**What you will do:**
Print verbatim the lines of the data below, from the line containing "Target = small purple flower in background" through the line containing "[(147, 18), (62, 256), (222, 1230), (325, 801)]", both lines included.

Rows from a pointing dataset
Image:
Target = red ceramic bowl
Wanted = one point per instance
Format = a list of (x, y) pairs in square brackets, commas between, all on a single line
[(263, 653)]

---

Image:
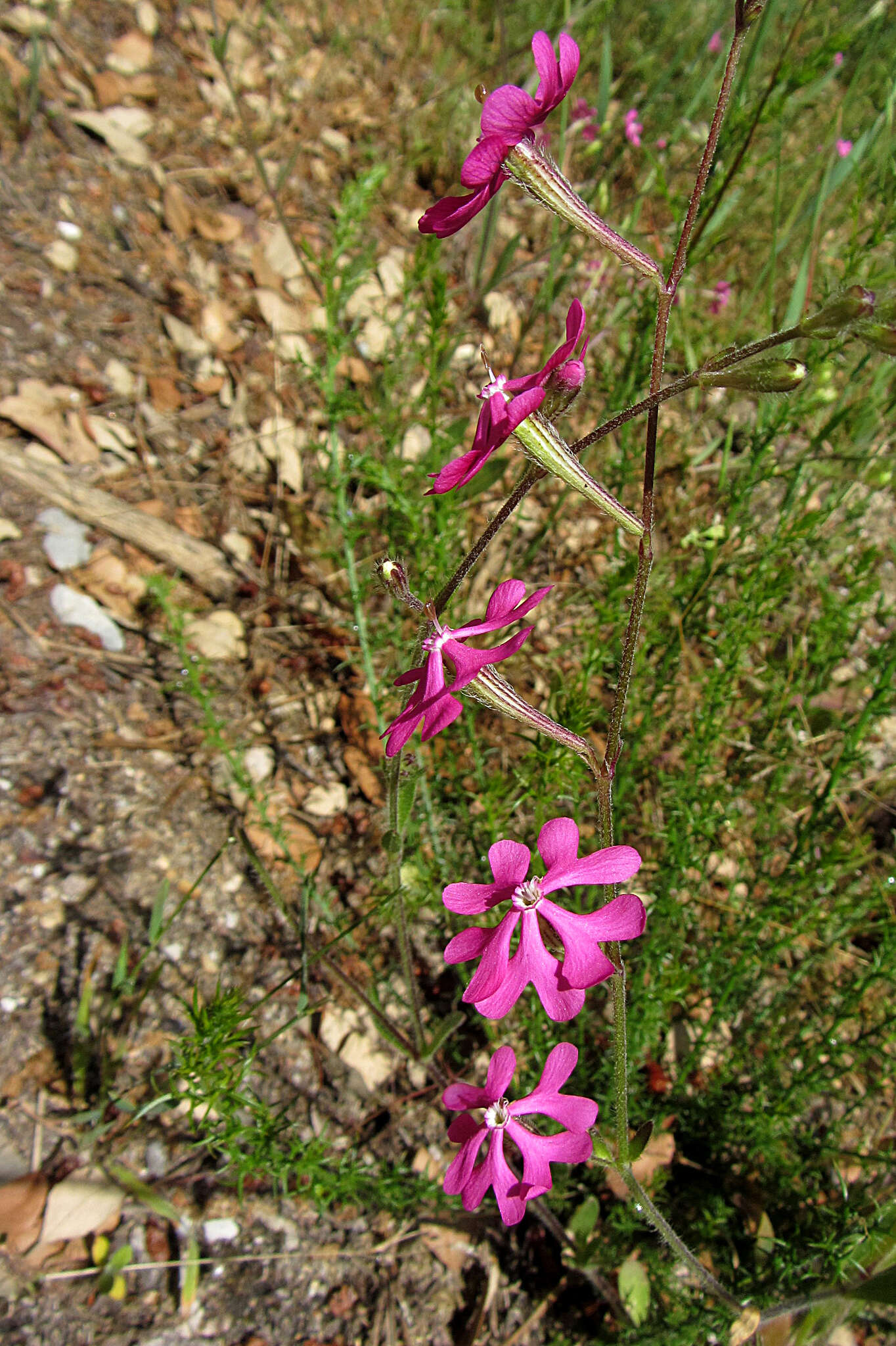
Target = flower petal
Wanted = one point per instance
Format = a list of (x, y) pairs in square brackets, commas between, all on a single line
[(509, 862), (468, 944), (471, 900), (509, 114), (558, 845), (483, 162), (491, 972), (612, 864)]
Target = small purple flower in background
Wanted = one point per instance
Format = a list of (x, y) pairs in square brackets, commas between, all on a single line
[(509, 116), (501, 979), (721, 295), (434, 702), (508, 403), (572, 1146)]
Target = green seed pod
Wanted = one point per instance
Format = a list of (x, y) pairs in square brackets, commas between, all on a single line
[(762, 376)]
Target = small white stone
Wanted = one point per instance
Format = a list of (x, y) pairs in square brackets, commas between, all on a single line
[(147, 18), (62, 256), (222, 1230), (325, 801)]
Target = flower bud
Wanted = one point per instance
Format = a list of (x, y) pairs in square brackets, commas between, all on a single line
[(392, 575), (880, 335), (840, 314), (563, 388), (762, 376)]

**Written response:**
Target = small purple flower in background
Wanted = one point per instance
Format = a list of (x, y) pairs in square brackets, commas between, all on a single line
[(509, 116), (501, 979), (721, 295), (434, 702), (508, 403), (572, 1146)]
Target = green seed pod
Wanted = one point per instance
Format = a list of (x, y) pairs in square brackets, commas between, all on a single line
[(762, 376)]
Target = small white stone
Wanted = one point per instance
Format = a list of (x, y) pairs in square brackets, commas between, all on a single line
[(147, 18), (62, 256), (222, 1230), (325, 801)]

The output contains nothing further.